→ Objective: Reproduce the records word for word, beginning with the line that contains "Reviewer note: every instance of the vintage" and continuing through the line that contains "[[98, 144], [258, 96], [407, 230]]", with both of those lines included and the pictures left out.
◆ ◆ ◆ ◆
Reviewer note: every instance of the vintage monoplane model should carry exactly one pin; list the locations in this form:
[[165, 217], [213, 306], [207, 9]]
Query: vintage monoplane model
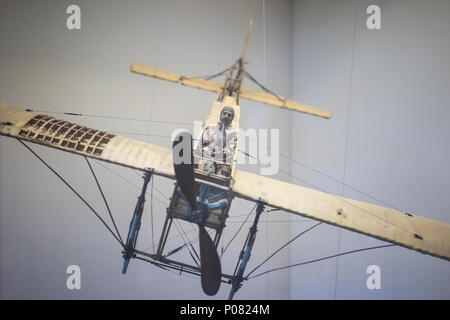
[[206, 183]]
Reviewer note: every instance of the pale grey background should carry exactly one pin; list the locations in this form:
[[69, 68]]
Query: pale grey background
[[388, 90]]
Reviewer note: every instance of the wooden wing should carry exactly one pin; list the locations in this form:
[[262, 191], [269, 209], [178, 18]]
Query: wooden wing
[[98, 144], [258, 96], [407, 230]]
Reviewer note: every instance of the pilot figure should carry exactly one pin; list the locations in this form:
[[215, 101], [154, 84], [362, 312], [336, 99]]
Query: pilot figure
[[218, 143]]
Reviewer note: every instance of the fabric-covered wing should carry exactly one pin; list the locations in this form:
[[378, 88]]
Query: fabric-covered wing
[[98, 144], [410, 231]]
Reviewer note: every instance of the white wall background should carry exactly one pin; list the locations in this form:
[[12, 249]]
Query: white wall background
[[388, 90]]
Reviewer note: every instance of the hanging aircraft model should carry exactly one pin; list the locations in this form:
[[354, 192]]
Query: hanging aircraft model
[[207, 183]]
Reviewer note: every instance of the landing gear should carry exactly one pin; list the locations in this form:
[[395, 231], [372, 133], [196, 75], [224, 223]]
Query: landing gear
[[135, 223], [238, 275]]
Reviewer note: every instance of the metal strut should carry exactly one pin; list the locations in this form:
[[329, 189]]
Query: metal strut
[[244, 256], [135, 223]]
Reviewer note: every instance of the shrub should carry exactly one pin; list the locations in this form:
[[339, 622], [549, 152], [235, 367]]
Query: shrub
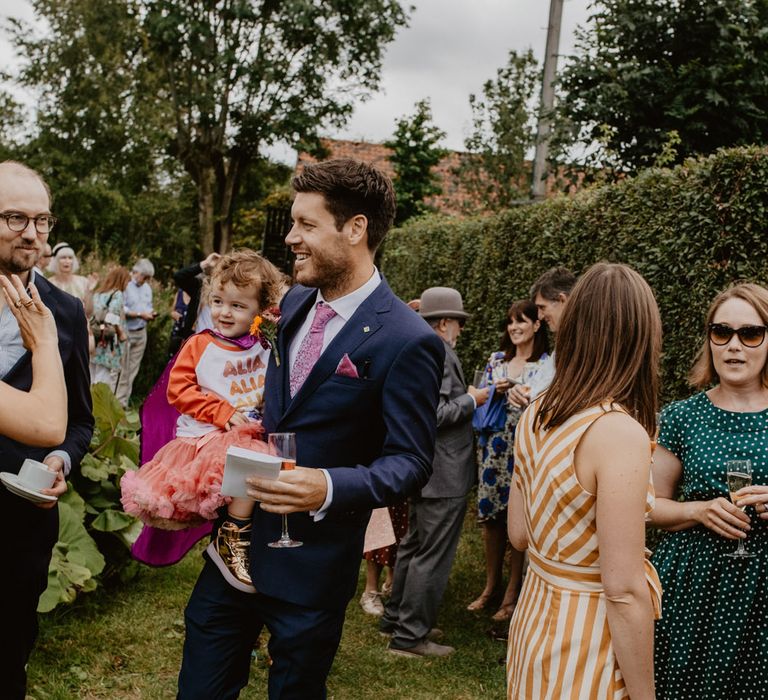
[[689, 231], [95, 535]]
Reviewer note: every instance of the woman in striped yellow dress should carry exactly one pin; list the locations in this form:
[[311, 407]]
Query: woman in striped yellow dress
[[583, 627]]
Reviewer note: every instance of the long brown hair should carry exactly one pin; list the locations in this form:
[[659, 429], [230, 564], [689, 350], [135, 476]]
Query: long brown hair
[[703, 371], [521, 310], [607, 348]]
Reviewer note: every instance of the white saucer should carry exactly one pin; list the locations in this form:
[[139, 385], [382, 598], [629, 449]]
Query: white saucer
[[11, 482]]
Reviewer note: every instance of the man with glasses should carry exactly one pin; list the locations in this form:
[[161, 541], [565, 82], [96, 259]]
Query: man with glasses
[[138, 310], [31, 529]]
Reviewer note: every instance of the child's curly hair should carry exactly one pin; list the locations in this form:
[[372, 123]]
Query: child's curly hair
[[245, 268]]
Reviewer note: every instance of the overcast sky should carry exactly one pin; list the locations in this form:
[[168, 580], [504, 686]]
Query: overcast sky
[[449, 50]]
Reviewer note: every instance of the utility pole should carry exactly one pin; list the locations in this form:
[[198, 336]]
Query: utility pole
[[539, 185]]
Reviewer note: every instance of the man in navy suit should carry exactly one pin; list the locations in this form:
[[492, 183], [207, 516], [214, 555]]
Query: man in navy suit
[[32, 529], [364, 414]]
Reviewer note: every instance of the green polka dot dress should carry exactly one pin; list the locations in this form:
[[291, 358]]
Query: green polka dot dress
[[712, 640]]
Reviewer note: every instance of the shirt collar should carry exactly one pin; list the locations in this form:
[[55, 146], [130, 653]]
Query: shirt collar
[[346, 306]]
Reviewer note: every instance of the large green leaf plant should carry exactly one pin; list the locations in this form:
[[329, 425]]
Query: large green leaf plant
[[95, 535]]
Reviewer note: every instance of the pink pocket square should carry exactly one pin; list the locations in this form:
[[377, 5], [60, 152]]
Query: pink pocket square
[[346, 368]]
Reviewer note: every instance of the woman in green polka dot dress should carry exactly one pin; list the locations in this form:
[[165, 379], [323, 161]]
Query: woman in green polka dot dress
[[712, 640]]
◆ ◆ ◆ ◆
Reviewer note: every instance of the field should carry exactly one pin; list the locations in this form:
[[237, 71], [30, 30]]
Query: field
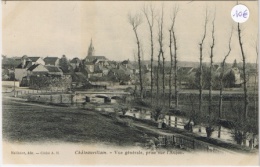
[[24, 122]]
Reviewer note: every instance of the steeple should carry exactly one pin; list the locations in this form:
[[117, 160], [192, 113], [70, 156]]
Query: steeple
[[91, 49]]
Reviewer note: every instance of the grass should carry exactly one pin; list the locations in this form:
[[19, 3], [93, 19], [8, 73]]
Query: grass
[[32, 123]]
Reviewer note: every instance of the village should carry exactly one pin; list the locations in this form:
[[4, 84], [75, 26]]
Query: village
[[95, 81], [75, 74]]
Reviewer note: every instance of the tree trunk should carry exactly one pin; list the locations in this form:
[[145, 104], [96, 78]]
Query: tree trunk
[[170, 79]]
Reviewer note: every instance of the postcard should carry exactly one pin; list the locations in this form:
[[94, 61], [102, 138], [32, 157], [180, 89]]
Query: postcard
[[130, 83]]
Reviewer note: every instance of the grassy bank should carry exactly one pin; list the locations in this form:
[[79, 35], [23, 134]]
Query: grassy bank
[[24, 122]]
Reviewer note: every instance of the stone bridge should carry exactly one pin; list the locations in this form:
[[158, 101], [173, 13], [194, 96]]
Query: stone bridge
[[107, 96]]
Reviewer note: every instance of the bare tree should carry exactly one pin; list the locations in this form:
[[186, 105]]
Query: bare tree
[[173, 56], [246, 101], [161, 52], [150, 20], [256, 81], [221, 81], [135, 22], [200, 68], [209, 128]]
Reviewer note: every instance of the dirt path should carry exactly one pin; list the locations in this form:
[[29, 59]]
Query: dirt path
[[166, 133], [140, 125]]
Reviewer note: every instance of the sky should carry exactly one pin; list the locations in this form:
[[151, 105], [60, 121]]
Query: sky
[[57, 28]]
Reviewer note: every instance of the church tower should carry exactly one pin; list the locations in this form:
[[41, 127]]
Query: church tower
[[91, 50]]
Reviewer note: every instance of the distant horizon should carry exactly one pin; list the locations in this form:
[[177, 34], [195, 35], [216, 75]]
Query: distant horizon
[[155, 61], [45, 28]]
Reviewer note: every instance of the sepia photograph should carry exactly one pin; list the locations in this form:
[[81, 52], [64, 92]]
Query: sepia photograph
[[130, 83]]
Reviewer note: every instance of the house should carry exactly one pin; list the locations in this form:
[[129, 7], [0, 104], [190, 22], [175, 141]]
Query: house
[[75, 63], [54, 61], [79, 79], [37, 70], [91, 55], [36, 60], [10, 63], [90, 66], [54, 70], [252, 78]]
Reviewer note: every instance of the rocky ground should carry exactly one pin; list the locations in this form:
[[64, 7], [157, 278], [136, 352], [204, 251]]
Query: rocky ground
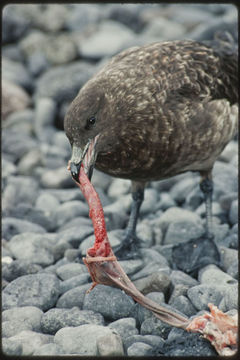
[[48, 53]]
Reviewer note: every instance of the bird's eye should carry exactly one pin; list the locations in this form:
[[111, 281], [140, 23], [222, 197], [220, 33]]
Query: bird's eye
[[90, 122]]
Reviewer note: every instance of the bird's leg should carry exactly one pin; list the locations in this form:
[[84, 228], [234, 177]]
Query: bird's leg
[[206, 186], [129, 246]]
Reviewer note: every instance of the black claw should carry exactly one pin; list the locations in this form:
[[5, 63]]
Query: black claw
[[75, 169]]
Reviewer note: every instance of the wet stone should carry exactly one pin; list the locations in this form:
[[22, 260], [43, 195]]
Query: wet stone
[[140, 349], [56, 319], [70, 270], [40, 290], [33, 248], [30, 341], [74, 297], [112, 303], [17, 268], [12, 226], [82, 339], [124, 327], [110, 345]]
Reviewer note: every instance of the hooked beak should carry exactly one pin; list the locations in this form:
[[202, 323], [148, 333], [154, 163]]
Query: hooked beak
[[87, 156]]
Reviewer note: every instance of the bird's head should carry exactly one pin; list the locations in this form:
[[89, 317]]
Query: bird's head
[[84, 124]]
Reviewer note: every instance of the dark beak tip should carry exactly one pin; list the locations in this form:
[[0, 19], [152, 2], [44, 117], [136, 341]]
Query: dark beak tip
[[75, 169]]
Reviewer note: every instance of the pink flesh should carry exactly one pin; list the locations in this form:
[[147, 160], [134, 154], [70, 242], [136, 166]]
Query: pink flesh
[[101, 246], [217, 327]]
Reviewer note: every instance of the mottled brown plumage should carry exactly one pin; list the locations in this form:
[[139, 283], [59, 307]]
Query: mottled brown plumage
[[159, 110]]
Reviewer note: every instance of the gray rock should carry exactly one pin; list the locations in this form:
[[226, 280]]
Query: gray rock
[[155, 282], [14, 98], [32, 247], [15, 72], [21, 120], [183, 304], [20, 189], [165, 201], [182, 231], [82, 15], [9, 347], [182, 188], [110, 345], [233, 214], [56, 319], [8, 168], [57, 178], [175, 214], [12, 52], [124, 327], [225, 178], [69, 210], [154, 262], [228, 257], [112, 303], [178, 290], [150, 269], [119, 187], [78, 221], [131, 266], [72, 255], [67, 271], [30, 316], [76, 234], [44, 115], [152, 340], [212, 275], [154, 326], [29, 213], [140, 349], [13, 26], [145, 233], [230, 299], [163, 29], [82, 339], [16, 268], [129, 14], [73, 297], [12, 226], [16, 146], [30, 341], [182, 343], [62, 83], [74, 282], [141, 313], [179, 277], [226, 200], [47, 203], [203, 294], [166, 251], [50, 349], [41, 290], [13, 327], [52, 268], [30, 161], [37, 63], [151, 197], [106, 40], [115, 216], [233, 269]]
◆ ◆ ◆ ◆
→ Exercise solution:
Reviewer note: every instance of the vintage monoplane model should carry exactly one pin; list the locations in this form:
[[165, 217], [213, 306], [207, 9]]
Query: vintage monoplane model
[[206, 183]]
Reviewer note: every instance of the pale grey background should carry exactly one pin; list the locations in this form:
[[69, 68]]
Query: pale grey background
[[388, 90]]
Reviewer note: every instance of the wooden wing should carry exactly one pin; list the locations in this form:
[[262, 191], [269, 209], [178, 18]]
Query: wooden wing
[[98, 144], [258, 96], [407, 230]]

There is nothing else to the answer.